SUPPLIED PASSAGE -
┌──

As we walked the police were out in force ensuring we stuck to the sidewalk, which we were more than willing to do. This was, after all, just a pre-march toward the real march. As we passed intersections, onlookers with cameras clapped and chanted along while on the street-side over a dozen police motorcycles and scores of uniformed officers kept watch, maintaining their distance as much as possible.

They got bailed out!
We got sold out!

When we turned a corner the group around me started cheering and I heard exclamations of "Wow!" and "Oh shit!" and when I looked up I saw Foley Square already teeming with people. This march was never just an OWS march, but rather several different movements coming together to finally act in concert. Student groups and the New York Socialist party stood shoulder to shoulder with out of work accountants and a slew of other middle-class, middle-aged New Yorkers, and organized labor was out in force, with transportation unions and nurses unions the most visible.


Community activists traded turns on a mic revving up the crowd (Show me what democracy looks like! This is what democracy look like!) and the Foley crowd cheered in kind as they spotted the giant train of people arriving from Liberty Park. Children were playing, likely not understanding the stakes of the event, while older people almost seemed energized by the outpouring of like-minded individuals just itching for positive change. Two older ladies recounted a protest they attended 25 years ago while a middle-aged woman behind me complained to an organizer that a policeman was not being nice to her.

└──

SUPPLIED DATA -

┌──

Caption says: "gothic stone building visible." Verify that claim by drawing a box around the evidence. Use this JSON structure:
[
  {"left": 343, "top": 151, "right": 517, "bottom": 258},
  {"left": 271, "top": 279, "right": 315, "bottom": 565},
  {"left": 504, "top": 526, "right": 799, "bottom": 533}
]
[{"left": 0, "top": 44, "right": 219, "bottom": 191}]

└──

Quote the stretch of the protest account from "They got bailed" through "the most visible." word for word. Answer from the protest account alone, without drawing on the records.

EXERCISE RESULT -
They got bailed out!
We got sold out!

When we turned a corner the group around me started cheering and I heard exclamations of "Wow!" and "Oh shit!" and when I looked up I saw Foley Square already teeming with people. This march was never just an OWS march, but rather several different movements coming together to finally act in concert. Student groups and the New York Socialist party stood shoulder to shoulder with out of work accountants and a slew of other middle-class, middle-aged New Yorkers, and organized labor was out in force, with transportation unions and nurses unions the most visible.